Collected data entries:
[start]
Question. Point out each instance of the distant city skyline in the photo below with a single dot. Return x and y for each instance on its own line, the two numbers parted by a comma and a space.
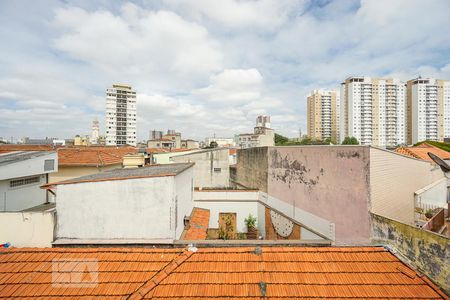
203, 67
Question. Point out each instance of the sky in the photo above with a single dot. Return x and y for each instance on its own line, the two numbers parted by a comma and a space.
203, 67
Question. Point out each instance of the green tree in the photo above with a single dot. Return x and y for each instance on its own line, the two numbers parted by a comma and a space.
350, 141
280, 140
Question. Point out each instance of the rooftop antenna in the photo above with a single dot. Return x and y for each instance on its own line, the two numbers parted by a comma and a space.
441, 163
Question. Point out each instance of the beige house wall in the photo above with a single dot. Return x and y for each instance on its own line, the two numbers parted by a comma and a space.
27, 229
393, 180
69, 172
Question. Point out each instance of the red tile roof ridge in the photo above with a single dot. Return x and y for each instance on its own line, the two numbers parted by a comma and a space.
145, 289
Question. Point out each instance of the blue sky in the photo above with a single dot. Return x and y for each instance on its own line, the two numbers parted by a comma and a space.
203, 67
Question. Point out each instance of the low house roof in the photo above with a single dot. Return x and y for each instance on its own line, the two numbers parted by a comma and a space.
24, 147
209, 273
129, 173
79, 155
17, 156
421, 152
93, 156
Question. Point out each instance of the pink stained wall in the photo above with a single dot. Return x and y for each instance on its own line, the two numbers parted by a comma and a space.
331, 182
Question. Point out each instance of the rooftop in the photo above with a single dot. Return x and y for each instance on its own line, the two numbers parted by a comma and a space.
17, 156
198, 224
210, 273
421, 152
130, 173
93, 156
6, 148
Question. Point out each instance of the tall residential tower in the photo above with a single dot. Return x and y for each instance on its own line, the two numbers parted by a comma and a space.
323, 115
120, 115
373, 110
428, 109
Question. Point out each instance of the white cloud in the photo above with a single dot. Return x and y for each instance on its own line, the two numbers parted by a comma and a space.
[end]
Please rescale the rows starting at the line containing "Question. Point out each instance of the blue" and ending with the last row, writing every line out again with the requests left unchanged. Multiply each x and y coordinate in the answers by 0.8 and round it to a whole number, with halves rounded up.

> THE COMPLETED TASK
Question. Point out each instance of the blue sky in the photo above with a single dot. Return x and y for each instance on its own line, the two numbers parted by a comma and a space.
162, 54
Question. Point out each instance of the low house roof in the photo above with a single dot. Return x and y for each instance on its own line, the two numbers parted by a comma and a space.
19, 118
167, 218
103, 138
63, 124
14, 125
337, 122
74, 125
Question. Point out each instance of the pink stained wall in the photo above with a single dot. Return x and y for each instance on its own line, the two numbers parted by a comma and a space.
265, 146
Question. Point out each instance of the rooftop in the photo above with a single dot. Return x and y for each instance on its own line, the two numbers parted by a comma and a space.
14, 125
158, 179
168, 218
337, 122
104, 138
74, 125
5, 118
Question. Point out each instance of the tall residential tower in the photo above with a single dot. Return x and y for each instance on its own line, the two numbers parted by a comma and a space.
258, 92
96, 92
298, 88
342, 87
Question. Point out each instance of the white cloud in the photo above with a single dot. Return x and y for each instance on its own line, the two numbers parted by a comma and a space.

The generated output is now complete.